◆ Stored items ◆
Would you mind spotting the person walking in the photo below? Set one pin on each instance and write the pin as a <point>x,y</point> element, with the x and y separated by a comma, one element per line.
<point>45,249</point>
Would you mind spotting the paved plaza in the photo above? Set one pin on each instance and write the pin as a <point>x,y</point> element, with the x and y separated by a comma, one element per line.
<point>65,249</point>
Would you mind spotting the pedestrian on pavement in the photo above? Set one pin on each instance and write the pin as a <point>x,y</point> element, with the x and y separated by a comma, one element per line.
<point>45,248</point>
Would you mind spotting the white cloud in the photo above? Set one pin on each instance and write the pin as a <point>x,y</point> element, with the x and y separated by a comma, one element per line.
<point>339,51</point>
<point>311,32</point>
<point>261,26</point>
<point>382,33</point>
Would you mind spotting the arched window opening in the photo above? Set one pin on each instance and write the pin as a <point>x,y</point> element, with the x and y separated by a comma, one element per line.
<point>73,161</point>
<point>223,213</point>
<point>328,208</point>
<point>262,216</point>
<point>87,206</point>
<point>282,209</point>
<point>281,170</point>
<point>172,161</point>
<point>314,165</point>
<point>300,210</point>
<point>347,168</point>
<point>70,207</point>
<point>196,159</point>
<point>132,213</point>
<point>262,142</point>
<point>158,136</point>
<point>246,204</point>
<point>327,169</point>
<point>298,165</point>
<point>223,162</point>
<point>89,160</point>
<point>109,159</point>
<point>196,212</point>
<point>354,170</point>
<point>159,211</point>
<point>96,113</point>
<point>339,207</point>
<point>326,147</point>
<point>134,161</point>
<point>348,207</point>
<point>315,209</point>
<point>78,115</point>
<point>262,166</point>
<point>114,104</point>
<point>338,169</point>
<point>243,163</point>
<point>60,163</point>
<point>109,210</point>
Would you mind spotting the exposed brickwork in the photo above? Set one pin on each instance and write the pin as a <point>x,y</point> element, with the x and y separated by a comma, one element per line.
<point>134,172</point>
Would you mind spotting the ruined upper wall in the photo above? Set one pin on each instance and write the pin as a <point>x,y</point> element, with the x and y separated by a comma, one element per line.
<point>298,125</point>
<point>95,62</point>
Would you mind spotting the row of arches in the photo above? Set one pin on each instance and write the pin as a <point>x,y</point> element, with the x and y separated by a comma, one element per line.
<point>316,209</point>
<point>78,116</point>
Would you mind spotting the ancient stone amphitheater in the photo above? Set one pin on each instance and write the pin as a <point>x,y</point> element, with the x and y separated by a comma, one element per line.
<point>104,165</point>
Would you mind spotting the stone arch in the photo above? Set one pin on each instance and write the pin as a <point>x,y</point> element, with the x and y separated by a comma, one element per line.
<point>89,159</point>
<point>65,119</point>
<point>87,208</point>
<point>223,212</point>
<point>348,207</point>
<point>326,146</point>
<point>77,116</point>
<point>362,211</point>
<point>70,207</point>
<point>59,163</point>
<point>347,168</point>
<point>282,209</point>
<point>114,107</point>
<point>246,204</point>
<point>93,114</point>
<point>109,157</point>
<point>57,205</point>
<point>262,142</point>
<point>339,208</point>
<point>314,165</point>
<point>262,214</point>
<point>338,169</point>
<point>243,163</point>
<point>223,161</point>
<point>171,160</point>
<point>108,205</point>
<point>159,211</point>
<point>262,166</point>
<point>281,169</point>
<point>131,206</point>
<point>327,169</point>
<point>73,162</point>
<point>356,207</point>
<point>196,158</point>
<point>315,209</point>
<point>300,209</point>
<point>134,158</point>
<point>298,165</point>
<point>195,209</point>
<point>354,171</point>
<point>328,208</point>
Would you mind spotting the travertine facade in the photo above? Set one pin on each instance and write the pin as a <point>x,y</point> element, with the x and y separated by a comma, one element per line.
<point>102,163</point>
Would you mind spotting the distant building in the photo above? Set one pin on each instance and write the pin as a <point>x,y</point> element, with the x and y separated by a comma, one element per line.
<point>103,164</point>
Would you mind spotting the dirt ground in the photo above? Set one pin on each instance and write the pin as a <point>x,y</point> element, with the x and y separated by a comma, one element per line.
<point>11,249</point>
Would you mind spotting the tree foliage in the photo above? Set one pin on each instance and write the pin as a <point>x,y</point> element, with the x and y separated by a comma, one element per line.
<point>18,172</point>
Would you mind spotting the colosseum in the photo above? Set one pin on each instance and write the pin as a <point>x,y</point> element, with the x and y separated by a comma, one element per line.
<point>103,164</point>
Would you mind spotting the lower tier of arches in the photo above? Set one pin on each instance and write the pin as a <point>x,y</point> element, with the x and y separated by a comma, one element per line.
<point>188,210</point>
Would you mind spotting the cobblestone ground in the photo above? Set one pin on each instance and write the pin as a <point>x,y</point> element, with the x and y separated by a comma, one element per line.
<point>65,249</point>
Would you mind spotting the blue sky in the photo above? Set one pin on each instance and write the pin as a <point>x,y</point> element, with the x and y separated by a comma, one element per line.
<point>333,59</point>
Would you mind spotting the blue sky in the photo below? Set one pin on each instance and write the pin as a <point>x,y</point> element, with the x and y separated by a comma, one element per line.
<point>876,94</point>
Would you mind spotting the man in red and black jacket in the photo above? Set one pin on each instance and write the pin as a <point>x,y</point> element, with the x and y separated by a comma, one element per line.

◆ What needs to be done ◆
Your reply must contain each entry, reproduced exactly.

◆ Written response ◆
Would you mind spotting the person walking in the photo below? Set one pin on each instance and write the pin as a <point>x,y</point> element, with the x and y separated by a comma, one element per line.
<point>45,249</point>
Would you mind spotting the paved plaza in the photo above? Set one pin on each instance and write the pin as a <point>x,y</point> element, with the x and y separated by a comma, one element per line.
<point>65,249</point>
Would you mind spotting the pedestrian on pavement in the photo above? Set one pin on each instance and write the pin as a <point>x,y</point> element, with the x and y separated by a comma, one element per line.
<point>45,248</point>
Would you mind spotting the white cloud in the photo above? Set one pin on each instance and write the pin as a <point>x,y</point> element, with the x and y separated by a comma, one element per line.
<point>339,51</point>
<point>311,32</point>
<point>261,26</point>
<point>382,33</point>
Would you mind spotting the arched window opening in the photo above? Set one pin on each instance and write the pin as a <point>x,y</point> element, with the x and y separated by a comma, one element per line.
<point>73,161</point>
<point>223,213</point>
<point>328,208</point>
<point>262,216</point>
<point>87,206</point>
<point>282,209</point>
<point>281,170</point>
<point>172,161</point>
<point>314,165</point>
<point>300,210</point>
<point>347,168</point>
<point>70,207</point>
<point>196,159</point>
<point>132,213</point>
<point>262,142</point>
<point>158,136</point>
<point>246,204</point>
<point>327,169</point>
<point>298,165</point>
<point>223,162</point>
<point>89,160</point>
<point>109,159</point>
<point>196,212</point>
<point>354,170</point>
<point>159,211</point>
<point>96,113</point>
<point>339,207</point>
<point>326,147</point>
<point>134,161</point>
<point>348,207</point>
<point>315,209</point>
<point>78,115</point>
<point>262,166</point>
<point>114,104</point>
<point>338,169</point>
<point>243,163</point>
<point>60,163</point>
<point>109,210</point>
Would you mind spotting the exposed brickwork in the photo above? Set one pin on each instance and write the pin as a <point>x,y</point> element, with the x and y separated by a comma, one element per line.
<point>134,172</point>
Would you mind spotting the ruined upper wall in the photo above? Set one pin on each instance and write the pin as a <point>x,y</point> element, with the x and y separated by a comma, one element per line.
<point>298,125</point>
<point>95,62</point>
Would you mind spotting the row of arches in the photo above? Set one pin on each instance and write the pin as a <point>x,y</point> element, with the x and y separated by a comma, one element per line.
<point>316,209</point>
<point>78,116</point>
Would you mind spotting the ancient stone amphitheater in the photo above? Set one pin on each instance and write the pin as a <point>x,y</point> element, with the x and y separated by a comma, one element per line.
<point>104,165</point>
Would you mind spotting the stone arch in the photo above? Set one pin on each instance and write the pin as a <point>x,y</point> element, with the x and y separated by a comma, one element per line.
<point>89,159</point>
<point>65,119</point>
<point>87,208</point>
<point>223,212</point>
<point>348,207</point>
<point>326,146</point>
<point>77,116</point>
<point>362,211</point>
<point>70,207</point>
<point>59,163</point>
<point>347,168</point>
<point>282,209</point>
<point>114,107</point>
<point>246,204</point>
<point>93,114</point>
<point>109,157</point>
<point>57,205</point>
<point>262,142</point>
<point>339,208</point>
<point>314,165</point>
<point>262,214</point>
<point>338,169</point>
<point>243,163</point>
<point>223,161</point>
<point>171,160</point>
<point>108,205</point>
<point>159,211</point>
<point>262,166</point>
<point>281,169</point>
<point>131,206</point>
<point>327,169</point>
<point>73,162</point>
<point>356,207</point>
<point>196,158</point>
<point>315,209</point>
<point>300,209</point>
<point>134,158</point>
<point>298,165</point>
<point>195,209</point>
<point>354,171</point>
<point>328,208</point>
Would you mind spotting the travertine facade in the photo above? Set one pin on each instance and write the pin as a <point>x,y</point> element, with the x and y separated by a comma, one element per line.
<point>102,163</point>
Would you mind spotting the distant building in the photo above? Set one pin on each instance and write the pin as a <point>x,y</point> element, with the x and y separated by a comma, one element per line.
<point>103,164</point>
Would you mind spotting the dirt ground in the photo above? Set one pin on each instance and write the pin as a <point>x,y</point> element, with the x and y separated by a comma, one element per line.
<point>11,249</point>
Would you mind spotting the tree foliage in the photo above? Set one pin on each instance and write the pin as a <point>x,y</point> element, with the x and y separated by a comma, one element per line.
<point>18,172</point>
Would you mind spotting the colosseum in the photo above? Set one pin on each instance and write the pin as a <point>x,y</point> element, with the x and y separated by a comma, one element per line.
<point>103,164</point>
Would you mind spotting the lower tier of arches in the photo above? Set one pin on each instance and write the pin as a <point>x,y</point> element, with the x and y separated by a comma, one element per line.
<point>188,210</point>
Would you mind spotting the cobblestone ground in the photo above? Set one pin on each instance and write the pin as a <point>x,y</point> element, with the x and y separated by a comma, one element per line.
<point>65,249</point>
Would you mind spotting the blue sky in the photo above? Set one pin on each instance and write the pin as a <point>x,y</point> element, with the x and y separated by a comma, one element per line.
<point>333,59</point>
Would you mind spotting the blue sky in the photo below? Set one pin on each instance and write the pin as a <point>x,y</point> element, with the x and y separated by a comma, one element per line.
<point>876,94</point>
Would you mind spotting the man in red and black jacket in the photo above? Set one pin on each instance and write the pin as a <point>x,y</point> element, with the x and y separated by a comma, one element per line.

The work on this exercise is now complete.